Written exercise 1: In the reply about fixing capitalism, what reasons are given for why the price of organic products would drop?

Reply to: How to fix capitalism: part two
Dollar voting is super solid! The rest of your story seems… shaky. In your previous story you wrote this…
The sooner more of us buy organic (increased demand), then the sooner more companies will enter the market and create more (increased supply to meet demand), and the sooner the price will drop (due to increased competition and economies of scale).
This is super solid!
But here’s what you wrote in this story…
Say we remove minimum wage and we remove all government social services. This would obviously lead to a short term disaster with many people living in poverty, homeless and hungry. But eventually these people would die, its a competitive world right?
This is super shaky!
Honestly, it seems like these two scenarios were written by two entirely different people. I’m sure that this isn’t the case… it just seems that way.
If we eliminated the minimum wage and removed all government social services… then all companies would become more profitable as a result of lower taxes. The companies that were no longer required to pay minimum wages would become even more profitable. Because of these higher profits, more companies would enter the market… which would increase competition. Increased competition would have two counterbalancing effects…
- The prices of all products would decrease. The prices of products made by unskilled labor would decrease even more.

[Point labeling dataset excerpts]
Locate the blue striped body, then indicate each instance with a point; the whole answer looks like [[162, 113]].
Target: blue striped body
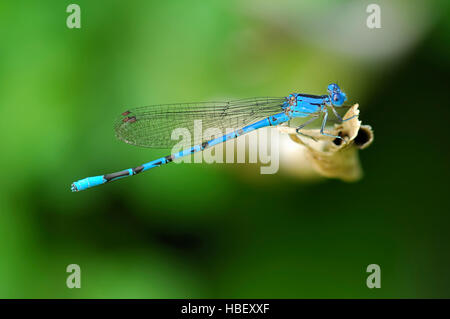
[[296, 105]]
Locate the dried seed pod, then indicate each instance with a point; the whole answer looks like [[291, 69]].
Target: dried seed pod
[[332, 157]]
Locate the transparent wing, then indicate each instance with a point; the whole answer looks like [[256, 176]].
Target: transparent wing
[[152, 126]]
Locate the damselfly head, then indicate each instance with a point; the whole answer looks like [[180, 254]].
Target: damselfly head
[[337, 97]]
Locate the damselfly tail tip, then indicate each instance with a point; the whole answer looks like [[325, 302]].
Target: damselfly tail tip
[[73, 187]]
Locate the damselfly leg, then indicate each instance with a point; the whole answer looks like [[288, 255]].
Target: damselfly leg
[[304, 124]]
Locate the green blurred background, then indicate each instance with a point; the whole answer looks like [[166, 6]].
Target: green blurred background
[[218, 231]]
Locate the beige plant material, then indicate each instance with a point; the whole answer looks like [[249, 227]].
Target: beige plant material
[[332, 157]]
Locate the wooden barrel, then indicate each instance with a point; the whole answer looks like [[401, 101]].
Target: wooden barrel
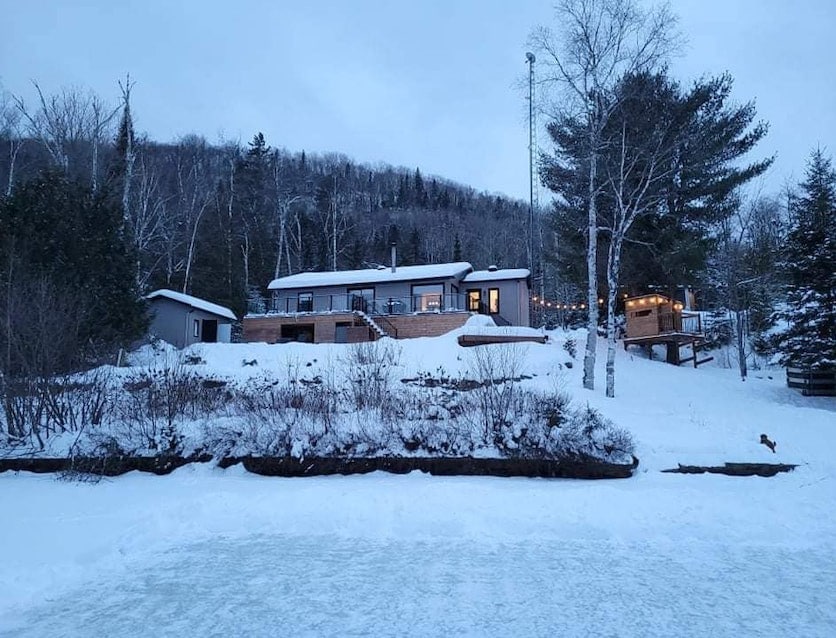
[[812, 382]]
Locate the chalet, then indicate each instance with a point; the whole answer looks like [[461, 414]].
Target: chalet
[[182, 320], [352, 306], [656, 319]]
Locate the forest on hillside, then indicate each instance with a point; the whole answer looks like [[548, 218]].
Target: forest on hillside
[[653, 184], [222, 220]]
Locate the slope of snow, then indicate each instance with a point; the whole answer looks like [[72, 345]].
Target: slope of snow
[[207, 551]]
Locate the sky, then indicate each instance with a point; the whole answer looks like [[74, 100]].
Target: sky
[[435, 84]]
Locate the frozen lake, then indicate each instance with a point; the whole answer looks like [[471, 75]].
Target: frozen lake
[[286, 585]]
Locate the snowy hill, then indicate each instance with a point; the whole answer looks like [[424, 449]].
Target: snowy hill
[[208, 551]]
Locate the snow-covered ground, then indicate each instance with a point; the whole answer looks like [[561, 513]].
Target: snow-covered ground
[[212, 552]]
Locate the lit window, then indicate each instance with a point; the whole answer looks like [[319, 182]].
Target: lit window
[[474, 300], [305, 302], [493, 301], [427, 297]]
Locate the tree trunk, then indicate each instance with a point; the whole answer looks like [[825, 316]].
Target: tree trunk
[[613, 267], [14, 149], [592, 273], [740, 329]]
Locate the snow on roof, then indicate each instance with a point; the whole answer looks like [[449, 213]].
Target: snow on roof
[[497, 275], [371, 276], [194, 302]]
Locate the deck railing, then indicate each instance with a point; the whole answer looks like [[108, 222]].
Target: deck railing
[[371, 306], [689, 322]]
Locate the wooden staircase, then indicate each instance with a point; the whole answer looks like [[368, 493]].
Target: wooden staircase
[[372, 324]]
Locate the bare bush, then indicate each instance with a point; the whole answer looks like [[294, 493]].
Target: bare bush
[[369, 373], [496, 397]]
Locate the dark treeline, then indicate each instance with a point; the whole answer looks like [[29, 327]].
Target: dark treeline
[[222, 220]]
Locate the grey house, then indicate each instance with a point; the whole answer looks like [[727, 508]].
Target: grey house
[[400, 302], [182, 320]]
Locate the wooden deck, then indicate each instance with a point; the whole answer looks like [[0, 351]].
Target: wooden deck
[[673, 342], [484, 340]]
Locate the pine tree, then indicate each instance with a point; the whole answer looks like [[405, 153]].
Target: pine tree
[[457, 249], [58, 231], [810, 263]]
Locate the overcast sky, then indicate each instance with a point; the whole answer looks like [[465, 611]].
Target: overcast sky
[[428, 83]]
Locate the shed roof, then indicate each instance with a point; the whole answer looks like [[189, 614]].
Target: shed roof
[[194, 302], [371, 276]]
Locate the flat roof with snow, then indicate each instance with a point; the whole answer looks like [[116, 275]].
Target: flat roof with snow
[[497, 275], [371, 276], [194, 302]]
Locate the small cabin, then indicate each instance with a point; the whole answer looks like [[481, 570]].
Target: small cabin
[[651, 315], [656, 319]]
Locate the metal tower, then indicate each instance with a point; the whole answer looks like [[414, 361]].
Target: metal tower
[[532, 161]]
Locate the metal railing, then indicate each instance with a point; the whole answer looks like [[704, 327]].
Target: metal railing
[[371, 306]]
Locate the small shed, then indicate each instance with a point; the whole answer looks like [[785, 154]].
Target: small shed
[[182, 320], [651, 315], [656, 319]]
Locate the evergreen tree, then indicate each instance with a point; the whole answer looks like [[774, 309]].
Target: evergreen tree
[[457, 248], [810, 263], [58, 231]]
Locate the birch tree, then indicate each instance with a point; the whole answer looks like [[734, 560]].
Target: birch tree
[[661, 143], [596, 43], [68, 124], [12, 136]]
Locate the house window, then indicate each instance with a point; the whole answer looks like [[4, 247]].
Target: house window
[[474, 300], [493, 301], [427, 297], [361, 299], [305, 302]]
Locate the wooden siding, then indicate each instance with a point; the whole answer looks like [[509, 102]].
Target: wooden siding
[[268, 328], [427, 325]]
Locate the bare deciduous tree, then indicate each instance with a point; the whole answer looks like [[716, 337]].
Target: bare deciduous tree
[[596, 43]]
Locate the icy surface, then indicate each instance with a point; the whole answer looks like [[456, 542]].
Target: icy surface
[[212, 552]]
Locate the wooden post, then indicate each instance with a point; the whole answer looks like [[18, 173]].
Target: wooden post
[[673, 352]]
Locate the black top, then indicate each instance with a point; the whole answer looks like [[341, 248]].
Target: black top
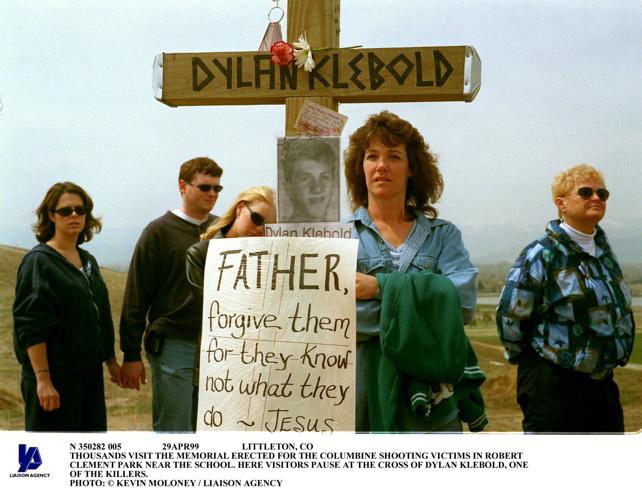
[[64, 307], [157, 295]]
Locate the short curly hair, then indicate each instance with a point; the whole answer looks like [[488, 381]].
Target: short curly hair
[[425, 186], [564, 182], [44, 226]]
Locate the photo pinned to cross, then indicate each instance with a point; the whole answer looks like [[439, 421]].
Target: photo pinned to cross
[[308, 179]]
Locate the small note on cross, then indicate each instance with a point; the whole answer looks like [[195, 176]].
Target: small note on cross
[[315, 119]]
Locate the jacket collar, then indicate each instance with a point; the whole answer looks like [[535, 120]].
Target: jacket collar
[[558, 234], [361, 215], [44, 248]]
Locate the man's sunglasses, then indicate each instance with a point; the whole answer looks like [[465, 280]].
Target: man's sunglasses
[[67, 211], [587, 193], [257, 218], [206, 188]]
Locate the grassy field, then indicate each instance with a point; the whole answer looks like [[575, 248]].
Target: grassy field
[[131, 410]]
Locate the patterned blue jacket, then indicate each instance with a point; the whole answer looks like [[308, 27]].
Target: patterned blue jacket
[[572, 308]]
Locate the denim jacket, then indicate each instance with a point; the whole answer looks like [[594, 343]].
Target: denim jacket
[[433, 245]]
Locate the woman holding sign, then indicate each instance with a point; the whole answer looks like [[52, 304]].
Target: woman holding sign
[[415, 288], [62, 323], [246, 217]]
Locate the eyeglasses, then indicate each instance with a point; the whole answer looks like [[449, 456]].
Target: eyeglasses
[[206, 188], [587, 193], [257, 218], [67, 211]]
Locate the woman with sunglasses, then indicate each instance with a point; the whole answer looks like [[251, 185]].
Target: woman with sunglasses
[[246, 217], [565, 316], [63, 328]]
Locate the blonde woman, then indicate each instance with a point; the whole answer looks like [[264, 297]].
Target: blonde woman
[[246, 217], [565, 317]]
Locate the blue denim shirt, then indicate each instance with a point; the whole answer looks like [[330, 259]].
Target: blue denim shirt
[[433, 245]]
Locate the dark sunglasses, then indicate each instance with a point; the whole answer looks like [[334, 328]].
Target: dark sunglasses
[[206, 188], [587, 193], [67, 211], [257, 218]]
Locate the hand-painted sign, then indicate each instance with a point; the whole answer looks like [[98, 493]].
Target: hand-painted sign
[[352, 75], [278, 341]]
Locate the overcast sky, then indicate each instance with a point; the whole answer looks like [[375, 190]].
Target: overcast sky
[[560, 86]]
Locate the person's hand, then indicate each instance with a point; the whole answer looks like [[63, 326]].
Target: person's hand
[[48, 396], [115, 371], [132, 374], [366, 287]]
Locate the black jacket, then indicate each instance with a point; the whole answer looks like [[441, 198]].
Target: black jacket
[[64, 307], [157, 295]]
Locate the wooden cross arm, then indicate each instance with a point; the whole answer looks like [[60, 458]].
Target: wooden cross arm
[[350, 75]]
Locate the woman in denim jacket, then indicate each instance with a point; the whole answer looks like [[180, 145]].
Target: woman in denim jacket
[[393, 181]]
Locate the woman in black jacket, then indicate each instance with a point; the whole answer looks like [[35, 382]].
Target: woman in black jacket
[[63, 330]]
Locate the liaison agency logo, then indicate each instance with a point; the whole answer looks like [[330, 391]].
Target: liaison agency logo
[[29, 459]]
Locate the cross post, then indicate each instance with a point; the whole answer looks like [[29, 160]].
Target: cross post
[[404, 74]]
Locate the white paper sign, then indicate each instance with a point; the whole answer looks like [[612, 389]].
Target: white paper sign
[[279, 335]]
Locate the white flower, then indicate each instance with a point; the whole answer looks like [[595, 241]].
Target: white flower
[[303, 54]]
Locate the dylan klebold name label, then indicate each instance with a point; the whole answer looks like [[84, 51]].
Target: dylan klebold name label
[[279, 335]]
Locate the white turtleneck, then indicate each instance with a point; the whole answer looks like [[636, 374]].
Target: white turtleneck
[[585, 241]]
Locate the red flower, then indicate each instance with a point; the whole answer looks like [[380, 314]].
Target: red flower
[[282, 53]]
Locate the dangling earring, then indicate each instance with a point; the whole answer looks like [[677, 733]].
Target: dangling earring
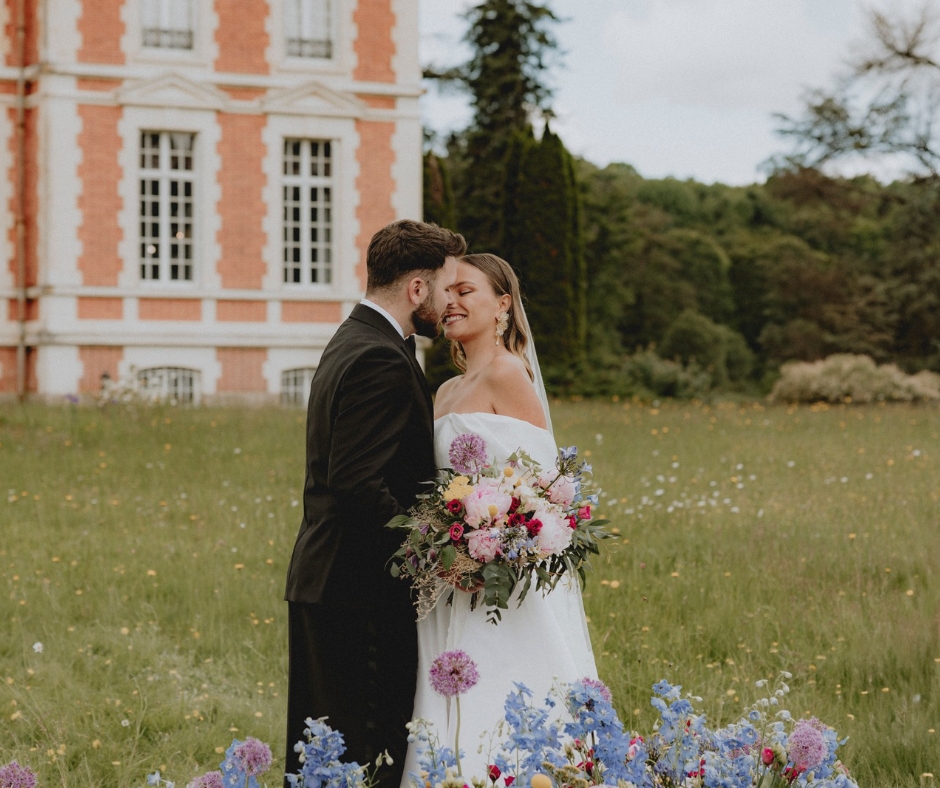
[[502, 323]]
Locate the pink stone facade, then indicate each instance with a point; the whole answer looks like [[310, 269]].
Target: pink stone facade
[[190, 194]]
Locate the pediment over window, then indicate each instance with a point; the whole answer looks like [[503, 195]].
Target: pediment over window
[[314, 98], [172, 90]]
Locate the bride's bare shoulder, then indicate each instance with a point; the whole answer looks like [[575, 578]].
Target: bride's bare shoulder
[[445, 392], [512, 391]]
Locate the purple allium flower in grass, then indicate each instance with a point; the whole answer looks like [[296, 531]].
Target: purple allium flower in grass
[[453, 673], [807, 745], [253, 757], [600, 686], [15, 776], [207, 780], [468, 453]]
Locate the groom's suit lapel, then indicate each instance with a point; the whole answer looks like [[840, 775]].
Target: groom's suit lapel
[[370, 317]]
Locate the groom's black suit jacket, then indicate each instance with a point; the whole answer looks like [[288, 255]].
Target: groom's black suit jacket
[[369, 446]]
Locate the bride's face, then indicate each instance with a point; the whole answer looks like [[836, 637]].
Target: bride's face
[[475, 306]]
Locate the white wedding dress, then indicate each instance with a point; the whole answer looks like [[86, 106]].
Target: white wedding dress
[[540, 643]]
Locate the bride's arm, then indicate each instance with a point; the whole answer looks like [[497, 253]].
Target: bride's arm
[[512, 393]]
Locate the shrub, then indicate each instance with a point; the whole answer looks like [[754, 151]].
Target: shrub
[[846, 377]]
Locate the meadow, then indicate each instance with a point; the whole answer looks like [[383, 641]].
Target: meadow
[[144, 552]]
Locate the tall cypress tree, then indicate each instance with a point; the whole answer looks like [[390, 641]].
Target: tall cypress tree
[[511, 45], [542, 239], [438, 194]]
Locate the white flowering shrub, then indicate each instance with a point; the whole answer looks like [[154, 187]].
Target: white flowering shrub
[[852, 378]]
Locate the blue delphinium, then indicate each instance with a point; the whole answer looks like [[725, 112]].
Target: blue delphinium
[[320, 764], [594, 720], [532, 739], [434, 760]]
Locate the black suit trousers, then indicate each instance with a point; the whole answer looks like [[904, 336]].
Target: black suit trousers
[[357, 668]]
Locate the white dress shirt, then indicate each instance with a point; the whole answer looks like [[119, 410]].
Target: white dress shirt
[[384, 313]]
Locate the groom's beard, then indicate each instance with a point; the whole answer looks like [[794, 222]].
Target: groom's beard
[[426, 318]]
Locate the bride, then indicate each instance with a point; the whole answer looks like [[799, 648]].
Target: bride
[[500, 397]]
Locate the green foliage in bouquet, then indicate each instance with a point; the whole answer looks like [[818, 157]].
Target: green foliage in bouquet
[[485, 528]]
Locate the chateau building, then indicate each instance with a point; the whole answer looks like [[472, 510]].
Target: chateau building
[[188, 187]]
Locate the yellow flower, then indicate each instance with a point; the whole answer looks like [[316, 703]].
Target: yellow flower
[[458, 488]]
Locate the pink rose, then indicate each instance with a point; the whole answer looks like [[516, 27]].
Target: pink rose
[[483, 544], [555, 536], [484, 506]]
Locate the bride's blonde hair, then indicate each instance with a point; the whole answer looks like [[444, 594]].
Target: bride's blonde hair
[[504, 282]]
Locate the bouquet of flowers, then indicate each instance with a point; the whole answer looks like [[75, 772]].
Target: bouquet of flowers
[[485, 528]]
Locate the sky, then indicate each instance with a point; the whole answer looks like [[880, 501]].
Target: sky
[[681, 88]]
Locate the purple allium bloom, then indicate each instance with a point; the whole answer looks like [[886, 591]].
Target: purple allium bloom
[[207, 780], [599, 686], [253, 756], [468, 454], [453, 673], [807, 745], [15, 776]]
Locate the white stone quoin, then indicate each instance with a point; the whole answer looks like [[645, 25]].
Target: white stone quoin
[[168, 228]]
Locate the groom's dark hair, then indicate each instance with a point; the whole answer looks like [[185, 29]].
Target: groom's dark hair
[[401, 248]]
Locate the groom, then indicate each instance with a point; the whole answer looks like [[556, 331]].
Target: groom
[[353, 641]]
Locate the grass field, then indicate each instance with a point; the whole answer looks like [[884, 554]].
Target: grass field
[[145, 550]]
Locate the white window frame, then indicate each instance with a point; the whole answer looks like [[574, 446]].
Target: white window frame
[[155, 263], [295, 385], [308, 245], [309, 29], [167, 24], [176, 385]]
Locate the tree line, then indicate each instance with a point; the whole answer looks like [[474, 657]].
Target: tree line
[[676, 287]]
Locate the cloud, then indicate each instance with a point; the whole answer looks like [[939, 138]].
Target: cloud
[[719, 54]]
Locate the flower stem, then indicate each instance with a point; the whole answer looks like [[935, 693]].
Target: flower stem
[[457, 737]]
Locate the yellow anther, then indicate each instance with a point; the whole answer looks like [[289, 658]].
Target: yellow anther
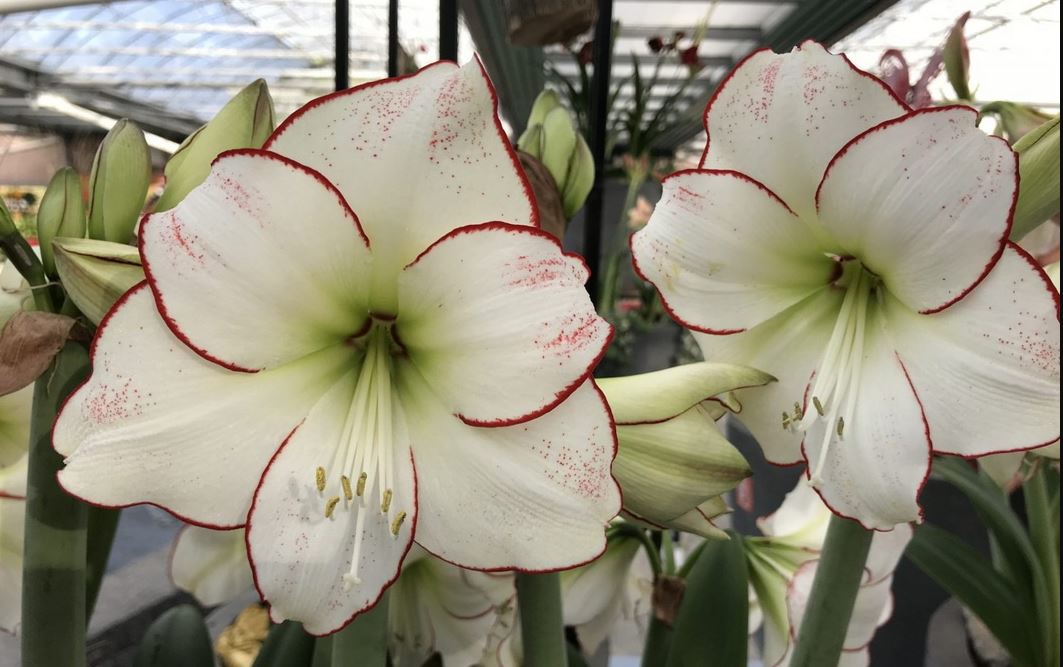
[[331, 505], [398, 522]]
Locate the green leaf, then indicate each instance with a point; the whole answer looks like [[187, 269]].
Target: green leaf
[[966, 574], [178, 638], [62, 213], [245, 121], [287, 645], [712, 624], [118, 185], [1039, 178]]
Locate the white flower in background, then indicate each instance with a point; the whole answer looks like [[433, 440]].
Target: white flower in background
[[339, 346], [857, 250], [782, 567], [211, 565], [436, 606]]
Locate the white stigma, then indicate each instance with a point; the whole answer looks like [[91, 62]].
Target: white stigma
[[836, 386], [363, 464]]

Written exercise 2: Reproduce the rows from the line containing "Locate the hand-painted" through the line containing "[[393, 181]]", inclusive, substituting "dark coat" for "black jacket" and leaving everything else unchanged.

Complete output 1: Increased competition and economies of scale.

Complete output 2:
Locate the hand-painted sign, then indicate each instance with a point; the whole answer looks like [[98, 493]].
Target: hand-painted sign
[[352, 75], [278, 341]]
Locate the overcast sky, then indicate each instance with a point; the whole answer looks like [[375, 190]].
Target: overcast sky
[[560, 86]]
Locate the person's hand, then indicate each instance with a point; the whole answer looks like [[63, 326]].
Target: person's hand
[[48, 396], [115, 371], [132, 374], [366, 287]]
Locate the dark coat, then indicate each instance with a point; the whole answer looks like [[441, 198]].
Target: dark coat
[[64, 307], [157, 295]]
Locate the wooden cross arm, then indicate each instance with a point; the whole answer looks like [[60, 458]].
Target: wooden cross arm
[[350, 75]]
Locate the woman in denim jacket, then indicate each instance with a point; the whole answer looks like [[180, 145]].
Target: woman in denim jacket
[[393, 181]]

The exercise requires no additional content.